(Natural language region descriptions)
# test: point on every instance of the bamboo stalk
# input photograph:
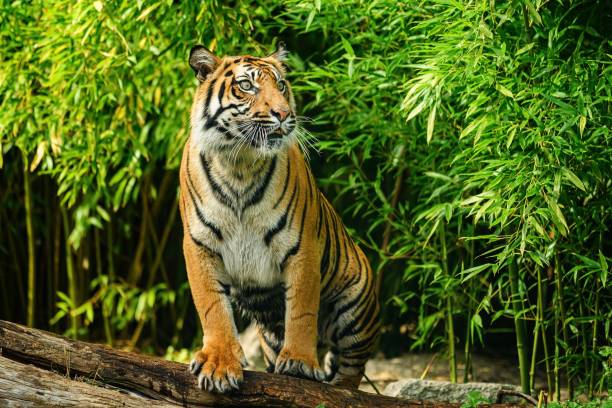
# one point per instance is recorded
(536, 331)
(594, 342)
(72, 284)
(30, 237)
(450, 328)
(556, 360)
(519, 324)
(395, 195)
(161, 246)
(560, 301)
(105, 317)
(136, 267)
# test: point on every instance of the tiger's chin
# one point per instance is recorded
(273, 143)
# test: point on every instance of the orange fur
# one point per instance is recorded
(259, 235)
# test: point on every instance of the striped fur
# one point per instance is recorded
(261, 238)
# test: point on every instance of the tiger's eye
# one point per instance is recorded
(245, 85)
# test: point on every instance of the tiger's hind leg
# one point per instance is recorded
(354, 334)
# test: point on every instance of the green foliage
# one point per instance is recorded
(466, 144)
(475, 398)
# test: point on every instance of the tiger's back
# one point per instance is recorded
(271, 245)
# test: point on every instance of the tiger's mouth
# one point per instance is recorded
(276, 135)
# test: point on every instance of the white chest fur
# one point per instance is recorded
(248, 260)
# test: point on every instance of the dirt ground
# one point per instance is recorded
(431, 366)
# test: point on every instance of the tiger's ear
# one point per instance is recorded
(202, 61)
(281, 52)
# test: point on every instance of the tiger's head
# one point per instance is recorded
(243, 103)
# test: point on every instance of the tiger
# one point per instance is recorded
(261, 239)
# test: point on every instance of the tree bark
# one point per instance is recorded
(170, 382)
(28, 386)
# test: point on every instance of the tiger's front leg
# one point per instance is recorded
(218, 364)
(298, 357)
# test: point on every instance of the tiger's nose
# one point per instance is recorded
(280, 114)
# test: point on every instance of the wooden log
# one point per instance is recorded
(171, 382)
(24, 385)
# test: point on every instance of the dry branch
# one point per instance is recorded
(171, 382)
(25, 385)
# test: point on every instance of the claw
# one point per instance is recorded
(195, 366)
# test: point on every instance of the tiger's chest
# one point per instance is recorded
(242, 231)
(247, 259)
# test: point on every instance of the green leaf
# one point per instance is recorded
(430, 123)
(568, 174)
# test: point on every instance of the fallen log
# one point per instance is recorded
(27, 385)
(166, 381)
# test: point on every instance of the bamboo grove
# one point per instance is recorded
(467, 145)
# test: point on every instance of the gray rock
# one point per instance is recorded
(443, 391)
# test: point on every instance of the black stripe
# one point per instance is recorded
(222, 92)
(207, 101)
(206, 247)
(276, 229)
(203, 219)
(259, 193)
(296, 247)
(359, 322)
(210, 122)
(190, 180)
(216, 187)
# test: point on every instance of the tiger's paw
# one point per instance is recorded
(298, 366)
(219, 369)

* * *

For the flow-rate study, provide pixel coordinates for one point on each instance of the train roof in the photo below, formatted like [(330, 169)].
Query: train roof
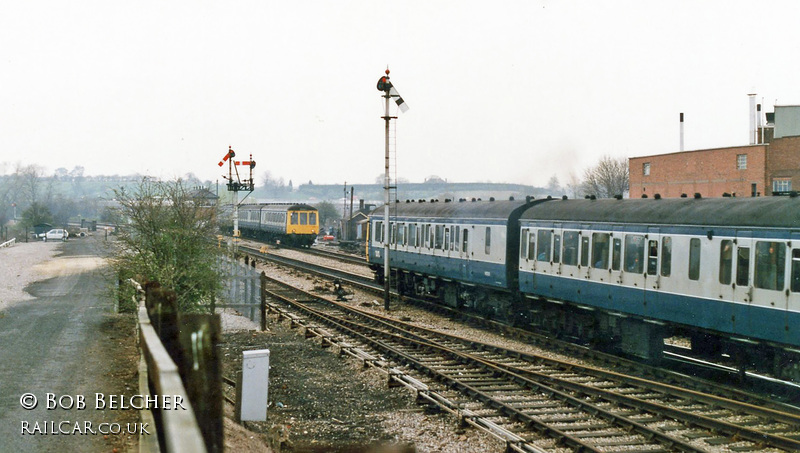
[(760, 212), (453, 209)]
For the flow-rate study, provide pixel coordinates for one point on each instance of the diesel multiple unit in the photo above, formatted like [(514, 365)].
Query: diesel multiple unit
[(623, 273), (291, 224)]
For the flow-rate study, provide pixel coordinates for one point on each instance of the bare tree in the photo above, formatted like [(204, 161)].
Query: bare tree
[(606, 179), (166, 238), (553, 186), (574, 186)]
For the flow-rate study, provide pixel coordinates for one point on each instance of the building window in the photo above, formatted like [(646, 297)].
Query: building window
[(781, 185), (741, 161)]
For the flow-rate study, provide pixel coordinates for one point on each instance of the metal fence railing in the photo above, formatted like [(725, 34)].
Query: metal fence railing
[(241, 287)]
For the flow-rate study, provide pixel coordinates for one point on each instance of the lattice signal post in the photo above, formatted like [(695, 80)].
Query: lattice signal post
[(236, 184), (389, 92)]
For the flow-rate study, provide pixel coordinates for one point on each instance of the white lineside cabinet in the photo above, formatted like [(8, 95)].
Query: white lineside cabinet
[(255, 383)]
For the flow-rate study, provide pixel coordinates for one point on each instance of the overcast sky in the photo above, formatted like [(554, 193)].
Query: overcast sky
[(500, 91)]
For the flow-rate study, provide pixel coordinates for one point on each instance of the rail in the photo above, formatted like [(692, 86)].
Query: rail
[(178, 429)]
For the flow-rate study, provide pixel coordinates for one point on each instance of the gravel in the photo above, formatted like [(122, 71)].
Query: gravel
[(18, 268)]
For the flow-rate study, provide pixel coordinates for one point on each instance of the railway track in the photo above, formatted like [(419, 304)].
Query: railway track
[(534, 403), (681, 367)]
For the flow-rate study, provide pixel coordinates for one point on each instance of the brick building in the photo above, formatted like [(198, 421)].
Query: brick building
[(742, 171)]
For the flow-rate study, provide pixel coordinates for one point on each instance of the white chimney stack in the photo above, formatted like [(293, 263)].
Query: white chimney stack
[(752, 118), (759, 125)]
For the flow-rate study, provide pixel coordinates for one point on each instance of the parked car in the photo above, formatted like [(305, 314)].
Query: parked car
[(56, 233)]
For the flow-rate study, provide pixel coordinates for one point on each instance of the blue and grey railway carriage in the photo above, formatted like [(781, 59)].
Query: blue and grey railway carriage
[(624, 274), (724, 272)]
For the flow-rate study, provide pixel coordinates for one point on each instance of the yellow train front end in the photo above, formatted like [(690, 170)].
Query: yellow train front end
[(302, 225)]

Assigned task
Tally the lines in the entries above that hold the word "tiger". Reply with nothing but that count.

Answer
12